Written request: Reproduce every line of the data below without changing a single character.
— START Supplied data —
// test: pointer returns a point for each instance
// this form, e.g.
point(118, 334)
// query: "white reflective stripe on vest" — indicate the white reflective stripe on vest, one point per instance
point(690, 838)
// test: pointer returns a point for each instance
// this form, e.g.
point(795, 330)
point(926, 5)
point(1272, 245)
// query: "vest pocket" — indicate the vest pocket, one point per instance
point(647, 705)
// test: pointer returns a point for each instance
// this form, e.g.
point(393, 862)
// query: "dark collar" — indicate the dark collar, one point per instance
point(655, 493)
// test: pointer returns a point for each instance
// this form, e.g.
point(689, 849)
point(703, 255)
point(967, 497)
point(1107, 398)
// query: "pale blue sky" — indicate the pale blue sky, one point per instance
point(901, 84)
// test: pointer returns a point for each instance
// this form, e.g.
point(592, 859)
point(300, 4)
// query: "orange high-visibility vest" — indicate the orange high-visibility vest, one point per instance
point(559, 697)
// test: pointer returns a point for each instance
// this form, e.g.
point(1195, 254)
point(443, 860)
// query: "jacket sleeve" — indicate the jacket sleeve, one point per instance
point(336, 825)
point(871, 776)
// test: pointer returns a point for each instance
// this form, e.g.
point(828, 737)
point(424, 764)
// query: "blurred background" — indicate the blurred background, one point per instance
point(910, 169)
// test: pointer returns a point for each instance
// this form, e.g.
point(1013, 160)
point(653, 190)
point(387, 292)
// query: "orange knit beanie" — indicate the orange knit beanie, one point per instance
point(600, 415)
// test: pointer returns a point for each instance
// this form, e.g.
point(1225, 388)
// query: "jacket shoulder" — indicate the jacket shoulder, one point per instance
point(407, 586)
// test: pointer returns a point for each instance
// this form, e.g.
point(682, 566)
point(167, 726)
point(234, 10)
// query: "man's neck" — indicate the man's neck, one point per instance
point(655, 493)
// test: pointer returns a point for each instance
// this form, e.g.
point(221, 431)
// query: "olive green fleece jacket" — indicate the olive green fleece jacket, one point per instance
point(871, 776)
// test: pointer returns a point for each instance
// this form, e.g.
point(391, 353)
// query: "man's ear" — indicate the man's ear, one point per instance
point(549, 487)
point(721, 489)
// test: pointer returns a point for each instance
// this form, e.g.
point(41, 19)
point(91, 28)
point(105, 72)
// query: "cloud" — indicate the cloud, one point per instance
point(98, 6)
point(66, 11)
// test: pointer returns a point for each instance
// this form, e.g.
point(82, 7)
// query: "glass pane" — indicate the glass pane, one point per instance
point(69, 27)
— END Supplied data —
Answer to this task:
// test: pointer returns a point for each instance
// this form, e.g.
point(118, 334)
// query: "white reflective stripe on vest" — indicate the white reflective stripe on vest, one point per instance
point(690, 838)
// test: pointer returns a point for each instance
// this form, e.g.
point(795, 330)
point(926, 5)
point(1272, 245)
// query: "vest pocket" — indicate the vest pocket, one point per instance
point(647, 705)
// test: pointer returns a point for each instance
// this form, e.g.
point(393, 862)
// query: "dark collar" — indicate the dark collar, one point per instance
point(655, 493)
// test: pointer returns a point for each instance
// this form, e.g.
point(689, 849)
point(703, 255)
point(967, 497)
point(1107, 398)
// query: "pale blue sky" — indicate the pale blue sky, one point per instance
point(901, 84)
// test: pointer returns a point for each instance
// this form, e.g.
point(592, 859)
point(300, 4)
// query: "orange high-visibility vest" — indicate the orange high-visibility vest, one point per instance
point(559, 697)
// test: pointer returns a point for each instance
// this form, e.g.
point(1195, 254)
point(443, 860)
// query: "jacket sleeve" — indicate the jacket sleeve, one point per instance
point(336, 825)
point(871, 776)
// test: pointer returns a point for each instance
// this form, e.g.
point(828, 737)
point(424, 764)
// query: "blurred background" — indicate the blurred background, one point per instance
point(910, 169)
// test: pointer returns a point for each instance
// this form, e.g.
point(1013, 160)
point(653, 190)
point(387, 292)
// query: "orange knit beanie" — indicate the orange knit beanie, one point per instance
point(600, 415)
// test: pointer returns a point for each instance
// this form, e.g.
point(1225, 388)
// query: "jacket shoulder" — indicate the jacket shoulder, one point per instance
point(407, 586)
// test: pointer returns a point for each instance
// this form, e.g.
point(682, 566)
point(167, 726)
point(234, 10)
// query: "man's neck" — indicate the man's neck, one point per instance
point(655, 493)
// test: pointer returns a point for each instance
// this form, e.g.
point(221, 431)
// query: "olive green fleece jacket" — indicate the olive green fleece jacket, one point per instance
point(871, 776)
// test: pointer returns a point for each instance
// this form, e.g.
point(391, 353)
// query: "man's ear" — indicate the man's ear, one point per instance
point(549, 487)
point(721, 489)
// test: pointer returns a point for each instance
// this form, e.g.
point(41, 19)
point(91, 28)
point(105, 72)
// query: "cloud" — indicate the cloud, one point per instance
point(98, 6)
point(66, 11)
// test: pointer returns a point for each instance
// this form, e.g.
point(82, 7)
// query: "glass pane" — indicate the glass pane, one point per instance
point(69, 27)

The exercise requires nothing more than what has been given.